Exercise 1:
In the FCC hearing report, reproduce the passage starting with "ULABY: Eleanor Holmes" and going on through "relaxed even more.".
Exercise 2:
According to the FCC hearing report, what did the cape worn by the dog outside FCC headquarters say?

Text segment:

They're good beans, too. A hearing at the Federal Communications Commission on Halloween turned into an occasion for a kind of performance artists. Protesters and even some of those testifying turned up in costume.

The hearing was the last of six on what's known as localism, the local ownership of media outlets before the FCC moves to review its rules on media consolidation.

NPR's Neda Ulaby reports that the issues galvanized activists across the political spectrum.

NEDA ULABY: Outside the FCC headquarters in downtown Washington, D.C., a dog wore a cape that said Big Media Bites. A hundred or so activists of the two-legged variety rallied before the hearing even though the FCC gave only a week's notice to the public.

Delegate ELEANOR NORTON HOLMES (Democrat, Washington, D.C. At-Large): Thank you for coming to the FCC hearing that the FCC does not want you to attend.

ULABY: Eleanor Holmes Norton, the district's chateau representative, said she's angered by the state of television and radio since ownership rules changed in 1996 and furious about rumors that they may be relaxed even more.

Inside the commission hearing room, dozens of women wore the signature shade of the anti-war group Code Pink. Samantha Miller wore a skimpy black French maid outfit. She addressed the commissioners during the public comments.

Provided material:
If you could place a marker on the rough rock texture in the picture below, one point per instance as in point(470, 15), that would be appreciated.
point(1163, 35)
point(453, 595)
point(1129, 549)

Task output 1:
ULABY: Eleanor Holmes Norton, the district's chateau representative, said she's angered by the state of television and radio since ownership rules changed in 1996 and furious about rumors that they may be relaxed even more.

Task output 2:
Big Media Bites.